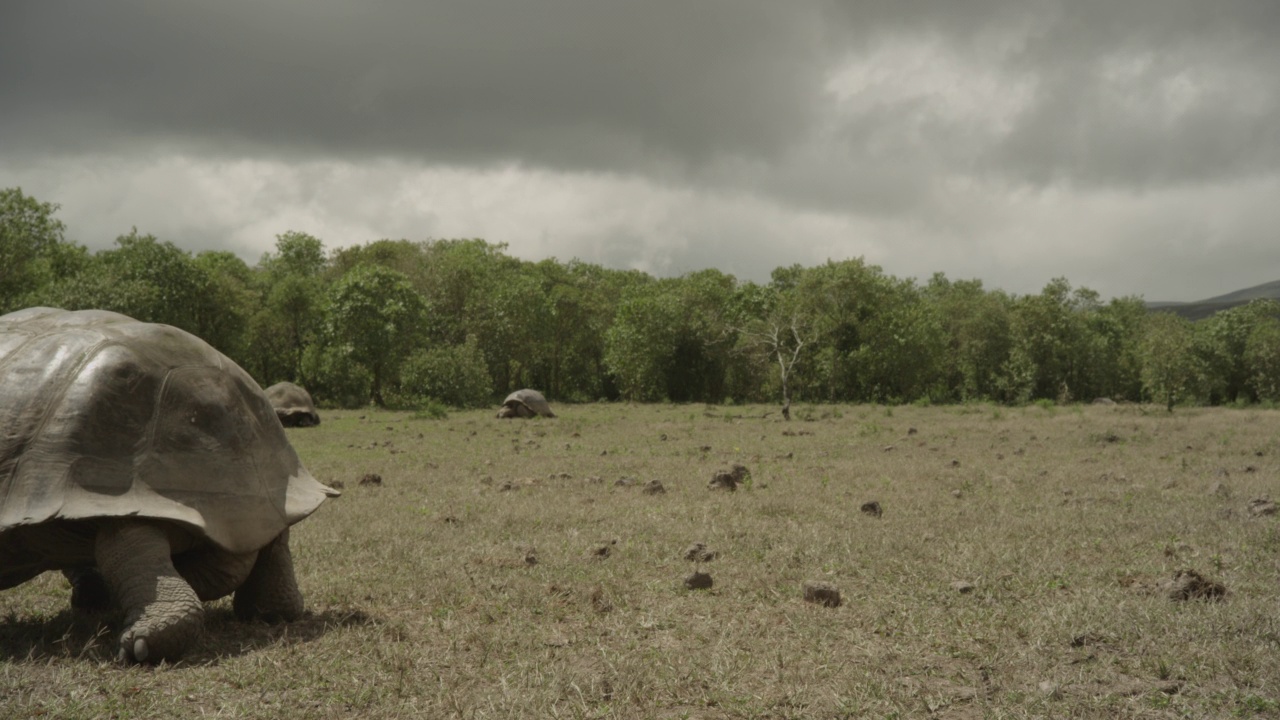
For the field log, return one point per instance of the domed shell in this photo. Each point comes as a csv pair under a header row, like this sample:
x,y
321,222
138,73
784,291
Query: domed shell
################
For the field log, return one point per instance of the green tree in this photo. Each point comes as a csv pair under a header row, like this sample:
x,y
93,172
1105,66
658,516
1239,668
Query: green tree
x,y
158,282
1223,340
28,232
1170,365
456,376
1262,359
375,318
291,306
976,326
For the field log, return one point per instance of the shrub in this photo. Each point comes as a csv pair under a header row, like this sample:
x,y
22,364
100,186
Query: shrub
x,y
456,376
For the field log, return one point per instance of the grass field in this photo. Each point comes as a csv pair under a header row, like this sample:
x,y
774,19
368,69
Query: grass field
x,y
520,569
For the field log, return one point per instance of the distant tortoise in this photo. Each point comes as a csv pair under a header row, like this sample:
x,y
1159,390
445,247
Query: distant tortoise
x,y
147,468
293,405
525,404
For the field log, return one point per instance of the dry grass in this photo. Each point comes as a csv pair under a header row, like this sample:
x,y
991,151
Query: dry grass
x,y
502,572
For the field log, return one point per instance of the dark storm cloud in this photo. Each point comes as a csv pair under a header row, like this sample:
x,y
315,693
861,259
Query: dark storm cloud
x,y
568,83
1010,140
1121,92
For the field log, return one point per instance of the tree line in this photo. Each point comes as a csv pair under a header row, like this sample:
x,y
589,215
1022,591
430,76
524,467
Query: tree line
################
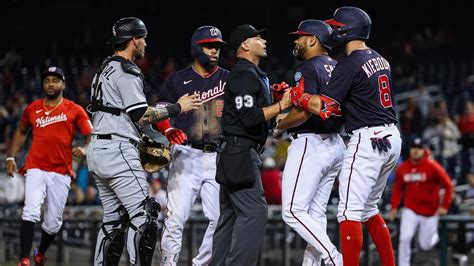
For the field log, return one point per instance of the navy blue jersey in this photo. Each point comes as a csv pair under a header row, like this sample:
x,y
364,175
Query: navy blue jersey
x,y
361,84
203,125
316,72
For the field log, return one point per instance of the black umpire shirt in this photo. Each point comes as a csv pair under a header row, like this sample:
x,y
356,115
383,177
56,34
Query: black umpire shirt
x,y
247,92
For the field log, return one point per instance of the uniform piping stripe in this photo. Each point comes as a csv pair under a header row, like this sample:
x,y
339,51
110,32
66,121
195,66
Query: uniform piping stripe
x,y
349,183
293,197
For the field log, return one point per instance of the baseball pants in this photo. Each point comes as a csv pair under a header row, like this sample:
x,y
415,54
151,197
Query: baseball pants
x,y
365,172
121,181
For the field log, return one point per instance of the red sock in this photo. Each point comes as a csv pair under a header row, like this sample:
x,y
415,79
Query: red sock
################
Action item: Transcribe, exactly and without additions, the lines of the records above, beginning with the line that contains "of the domed" and ending with the line that contains "Query: domed shell", both included.

Completed task:
For the field log, return one point per instance of the domed shell in this photo. Each point comes as a csv pair under a header row, like this sample:
x,y
321,222
138,73
784,291
Query: domed shell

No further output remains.